**CONSEGNA 1**
Secondo il brano sul materialismo culturale, quale categoria Marx avrebbe dimenticato nel secondo e nel terzo libro del Capitale?

######

Il materialismo culturale è lo studio della relazione tra esperienza sociale, in quanto storicamente messa in forma dall’organizzazione della produzione, ed espressione culturale, sia essa testuale, visuale, sonora o comportamentale. Il materialismo culturale, profondamente legato alla figura di Raymond Williams (1921-1988), si propone in generale di andare oltre le inutili rigidità della dicotomia tra struttura e sovrastruttura o della teoria del riflesso culturale, avversata pure da Engels.

Di recente sono riemersi alcuni dibattiti sulle tattiche di movimento tra le famiglie della Sinistra, cioè marxisti e anarchici. In queste discussioni si è inoltre verificato un ritorno alla lettura di Marx. David Harvey ci ha incoraggiato ad andare più in là della pure necessaria lettura del primo libro del Capitale e di includere nei ragionamenti anche lo studio del secondo e del terzo libro. È in quelle pagine che scopriamo che Marx ha dimenticato una categoria che avrebbe invece dovuto essere presente: quella di forza lavoro fissa. Marx indica la differenza tra mezzi di produzione fissi e fluidi (o circolanti); inoltre, egli menziona la forza lavoro fluida. Ma per un pensatore dialettico della sua statura, pare inusuale che egli non abbia menzionato la forza lavoro fissa.

Questa categoria si riferisce al campo che è stato spesso chiamato riproduzione sociale. La forza lavoro fissa include sia fondi al consumo, elementi necessari alla ricostituzione fisico-culturale delle forze di lavoro non fornite dai capitalisti (cibo, vestiario, abitazione, assistenza sanitaria e formazione), sia tutto ciò che modella la soggettività di classe, cioè le infrastrutture sociali cui si deve la composizione – ma anche il dissolvimento – della solidarietà di classe e della sua subordinazione.

Harvey ha discusso efficacemente dello spatial fix (“correzione, fix spaziale”) relativo ai mezzi di produzione fissi. Dobbiamo ora ampliare la sua analisi con il cultural fix (“correzione, fix culturale”) della forza lavoro fissa. Un modo per immaginare questo concetto è compararlo con il capitale fisso rappresentato dall’ambiente spazialmente costruito. Potremmo dire che la soggettività di classe, le aspettative di posizionamento sociale sono elementi artificiali, ambienti culturalmente costruiti. Come possiamo teorizzare la trasformazione di un precedente fix culturale in un tempo segnato dalla crisi di sviluppo del capitale? Una possibilità sarebbe quella di riconsiderare la differenza tra proprietà e rendita. La lunga sezione sulla rendita del terzo libro del Capitale dovrebbe essere letta non come unicamente riferita alla produzione agricola, ma come includente ambiti non necessariamente caratterizzati dal possesso di suolo, per così dire. L’idea di “rendita” connessa all’ambiente socio-culturalmente costruito potrebbe essere una via promettente per concettualizzare una serie di questioni importanti: da come “abitiamo” – ma non controlliamo – i codici semiotici al modo in cui le varie soggettività sono veicolate dalle istituzioni – comprese quelle educative – attraverso i momenti di scambio.

######

**CONSEGNA 2**
Indica quante righe dei dati qui sotto contengono la stringa "river". Scrivi soltanto il numero.

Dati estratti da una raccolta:
######

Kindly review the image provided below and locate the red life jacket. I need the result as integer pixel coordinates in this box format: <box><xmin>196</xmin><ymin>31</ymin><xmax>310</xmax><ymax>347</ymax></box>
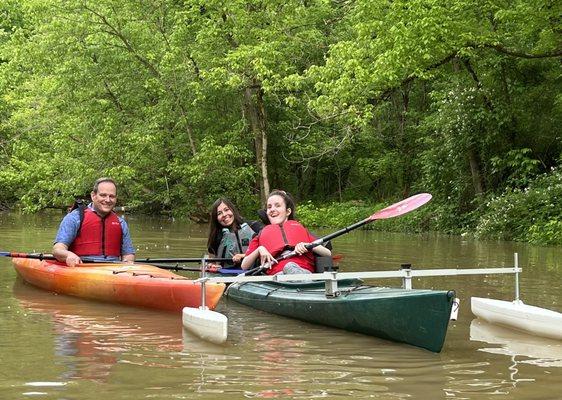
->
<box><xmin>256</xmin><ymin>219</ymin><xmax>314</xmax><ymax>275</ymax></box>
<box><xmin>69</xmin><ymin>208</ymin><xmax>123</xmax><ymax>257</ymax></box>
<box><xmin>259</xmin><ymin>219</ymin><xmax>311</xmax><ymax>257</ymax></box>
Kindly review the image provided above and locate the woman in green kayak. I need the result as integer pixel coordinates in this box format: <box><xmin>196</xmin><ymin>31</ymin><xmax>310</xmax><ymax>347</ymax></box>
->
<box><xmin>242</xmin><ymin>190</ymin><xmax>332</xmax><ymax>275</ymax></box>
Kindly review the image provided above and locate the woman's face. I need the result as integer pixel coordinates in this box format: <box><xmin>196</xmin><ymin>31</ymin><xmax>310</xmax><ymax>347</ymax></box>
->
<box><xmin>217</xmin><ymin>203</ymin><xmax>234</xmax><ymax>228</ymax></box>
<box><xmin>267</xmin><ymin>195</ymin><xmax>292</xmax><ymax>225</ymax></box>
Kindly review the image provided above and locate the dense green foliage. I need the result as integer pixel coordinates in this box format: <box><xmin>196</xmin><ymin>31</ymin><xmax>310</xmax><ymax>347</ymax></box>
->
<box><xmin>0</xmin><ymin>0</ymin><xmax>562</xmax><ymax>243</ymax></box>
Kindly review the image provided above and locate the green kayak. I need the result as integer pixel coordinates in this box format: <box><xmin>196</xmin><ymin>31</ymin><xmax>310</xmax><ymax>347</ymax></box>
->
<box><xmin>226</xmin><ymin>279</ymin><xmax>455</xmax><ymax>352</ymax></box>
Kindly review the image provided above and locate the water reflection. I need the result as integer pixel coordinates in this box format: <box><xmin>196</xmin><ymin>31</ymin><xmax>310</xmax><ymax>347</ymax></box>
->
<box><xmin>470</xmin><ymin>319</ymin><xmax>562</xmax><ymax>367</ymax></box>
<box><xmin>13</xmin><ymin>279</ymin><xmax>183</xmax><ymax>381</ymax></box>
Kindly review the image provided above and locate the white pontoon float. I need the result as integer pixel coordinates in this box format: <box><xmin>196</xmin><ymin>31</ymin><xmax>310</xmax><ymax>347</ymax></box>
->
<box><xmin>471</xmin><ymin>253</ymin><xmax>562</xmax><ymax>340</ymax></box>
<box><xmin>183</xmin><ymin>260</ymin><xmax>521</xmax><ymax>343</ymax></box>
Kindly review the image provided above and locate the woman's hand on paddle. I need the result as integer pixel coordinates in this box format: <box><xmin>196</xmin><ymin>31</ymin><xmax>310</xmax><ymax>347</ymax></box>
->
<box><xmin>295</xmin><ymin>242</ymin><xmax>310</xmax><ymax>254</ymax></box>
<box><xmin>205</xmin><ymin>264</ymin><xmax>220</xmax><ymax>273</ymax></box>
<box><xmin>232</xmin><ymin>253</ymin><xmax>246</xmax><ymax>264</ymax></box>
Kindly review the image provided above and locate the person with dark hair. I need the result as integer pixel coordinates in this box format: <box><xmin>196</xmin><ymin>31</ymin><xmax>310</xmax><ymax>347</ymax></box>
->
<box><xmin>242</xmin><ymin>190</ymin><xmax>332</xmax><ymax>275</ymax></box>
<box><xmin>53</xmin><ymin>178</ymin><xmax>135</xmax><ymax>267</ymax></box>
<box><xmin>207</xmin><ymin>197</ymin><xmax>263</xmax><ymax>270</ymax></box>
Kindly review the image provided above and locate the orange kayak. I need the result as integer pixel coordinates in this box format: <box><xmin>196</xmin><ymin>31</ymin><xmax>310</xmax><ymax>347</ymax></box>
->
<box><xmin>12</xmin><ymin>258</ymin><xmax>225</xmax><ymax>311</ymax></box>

######

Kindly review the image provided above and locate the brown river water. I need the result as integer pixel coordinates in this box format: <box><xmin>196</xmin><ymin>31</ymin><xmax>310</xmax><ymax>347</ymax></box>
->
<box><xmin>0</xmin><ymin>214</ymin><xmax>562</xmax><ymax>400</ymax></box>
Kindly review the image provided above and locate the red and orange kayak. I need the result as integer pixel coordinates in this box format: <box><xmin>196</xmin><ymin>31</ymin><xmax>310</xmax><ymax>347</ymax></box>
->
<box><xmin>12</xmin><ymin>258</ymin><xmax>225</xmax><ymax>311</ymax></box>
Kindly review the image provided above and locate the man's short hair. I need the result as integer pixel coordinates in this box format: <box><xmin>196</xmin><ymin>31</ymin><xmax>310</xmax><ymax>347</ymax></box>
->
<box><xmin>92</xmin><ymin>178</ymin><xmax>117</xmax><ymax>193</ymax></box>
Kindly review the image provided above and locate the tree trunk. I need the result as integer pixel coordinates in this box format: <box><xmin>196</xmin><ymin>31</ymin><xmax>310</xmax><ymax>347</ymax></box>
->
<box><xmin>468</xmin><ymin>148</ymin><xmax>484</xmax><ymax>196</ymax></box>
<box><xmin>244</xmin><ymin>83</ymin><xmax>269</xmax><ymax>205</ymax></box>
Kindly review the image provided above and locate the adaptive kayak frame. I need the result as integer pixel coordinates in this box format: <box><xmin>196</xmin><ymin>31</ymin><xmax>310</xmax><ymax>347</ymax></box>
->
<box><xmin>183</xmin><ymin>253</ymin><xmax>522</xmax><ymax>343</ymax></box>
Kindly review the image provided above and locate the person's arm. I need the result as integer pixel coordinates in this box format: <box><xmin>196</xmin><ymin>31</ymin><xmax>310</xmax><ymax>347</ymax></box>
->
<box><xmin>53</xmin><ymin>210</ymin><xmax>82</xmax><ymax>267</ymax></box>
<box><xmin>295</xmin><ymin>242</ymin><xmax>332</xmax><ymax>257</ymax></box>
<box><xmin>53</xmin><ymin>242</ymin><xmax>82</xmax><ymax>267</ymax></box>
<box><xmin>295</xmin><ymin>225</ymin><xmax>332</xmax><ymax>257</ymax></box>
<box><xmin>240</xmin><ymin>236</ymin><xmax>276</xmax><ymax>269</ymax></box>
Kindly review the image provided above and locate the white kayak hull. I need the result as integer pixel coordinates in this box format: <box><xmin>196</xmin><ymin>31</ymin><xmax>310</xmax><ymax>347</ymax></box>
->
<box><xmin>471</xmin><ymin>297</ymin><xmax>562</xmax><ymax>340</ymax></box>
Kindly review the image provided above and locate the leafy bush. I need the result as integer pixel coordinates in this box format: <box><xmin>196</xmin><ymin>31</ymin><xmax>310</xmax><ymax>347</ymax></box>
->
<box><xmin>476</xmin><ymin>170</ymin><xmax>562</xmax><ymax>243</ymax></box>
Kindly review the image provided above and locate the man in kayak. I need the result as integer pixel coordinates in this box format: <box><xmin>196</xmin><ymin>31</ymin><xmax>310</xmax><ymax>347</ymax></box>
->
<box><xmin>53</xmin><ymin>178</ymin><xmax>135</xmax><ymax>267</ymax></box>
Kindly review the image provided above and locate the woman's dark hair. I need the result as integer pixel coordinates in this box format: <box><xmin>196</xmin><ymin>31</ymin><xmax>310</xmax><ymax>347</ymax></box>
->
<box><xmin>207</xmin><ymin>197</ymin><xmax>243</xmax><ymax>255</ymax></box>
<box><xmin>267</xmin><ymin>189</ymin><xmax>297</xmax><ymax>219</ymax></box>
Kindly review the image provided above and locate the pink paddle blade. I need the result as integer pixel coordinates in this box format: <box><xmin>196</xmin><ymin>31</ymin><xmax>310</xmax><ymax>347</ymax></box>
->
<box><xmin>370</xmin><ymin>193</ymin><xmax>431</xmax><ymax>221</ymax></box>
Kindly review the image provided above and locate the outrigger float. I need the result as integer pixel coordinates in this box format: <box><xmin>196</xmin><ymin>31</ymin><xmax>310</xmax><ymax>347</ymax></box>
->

######

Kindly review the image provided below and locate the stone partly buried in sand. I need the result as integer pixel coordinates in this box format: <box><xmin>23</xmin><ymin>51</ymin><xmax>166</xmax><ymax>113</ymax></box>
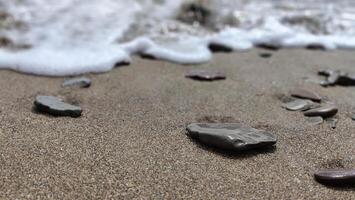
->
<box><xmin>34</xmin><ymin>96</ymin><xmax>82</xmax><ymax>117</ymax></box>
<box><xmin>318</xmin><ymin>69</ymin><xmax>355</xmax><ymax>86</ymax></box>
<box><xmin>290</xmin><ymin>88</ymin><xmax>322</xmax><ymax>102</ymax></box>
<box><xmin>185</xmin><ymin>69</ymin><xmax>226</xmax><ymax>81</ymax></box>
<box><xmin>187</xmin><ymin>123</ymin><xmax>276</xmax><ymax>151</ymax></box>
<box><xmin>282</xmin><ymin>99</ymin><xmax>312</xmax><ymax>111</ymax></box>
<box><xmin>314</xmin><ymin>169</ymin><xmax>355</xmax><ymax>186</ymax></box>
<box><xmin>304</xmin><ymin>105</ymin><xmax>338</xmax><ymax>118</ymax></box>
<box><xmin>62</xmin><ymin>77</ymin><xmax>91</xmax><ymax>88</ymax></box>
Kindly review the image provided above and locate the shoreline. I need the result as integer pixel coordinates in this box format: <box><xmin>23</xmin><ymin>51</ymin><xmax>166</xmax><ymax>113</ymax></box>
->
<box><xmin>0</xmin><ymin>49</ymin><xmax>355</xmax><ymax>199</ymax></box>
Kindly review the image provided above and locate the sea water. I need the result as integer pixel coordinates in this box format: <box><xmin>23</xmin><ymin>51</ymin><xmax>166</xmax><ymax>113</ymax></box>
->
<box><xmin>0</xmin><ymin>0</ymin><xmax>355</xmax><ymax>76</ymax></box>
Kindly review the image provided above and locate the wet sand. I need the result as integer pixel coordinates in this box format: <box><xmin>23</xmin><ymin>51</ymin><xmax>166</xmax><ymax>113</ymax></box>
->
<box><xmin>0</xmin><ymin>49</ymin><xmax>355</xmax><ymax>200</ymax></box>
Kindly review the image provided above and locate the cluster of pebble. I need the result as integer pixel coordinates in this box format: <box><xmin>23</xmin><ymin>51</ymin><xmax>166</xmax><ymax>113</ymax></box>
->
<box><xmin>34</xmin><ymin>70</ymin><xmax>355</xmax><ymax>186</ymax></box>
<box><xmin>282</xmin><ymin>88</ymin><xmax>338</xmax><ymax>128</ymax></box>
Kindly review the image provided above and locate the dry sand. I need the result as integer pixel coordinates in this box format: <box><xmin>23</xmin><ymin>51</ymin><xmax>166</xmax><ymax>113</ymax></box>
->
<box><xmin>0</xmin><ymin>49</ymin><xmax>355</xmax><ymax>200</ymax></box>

######

**RISULTATO COMPLETO 1**
La forza lavoro fissa.

**RISULTATO COMPLETO 2**
1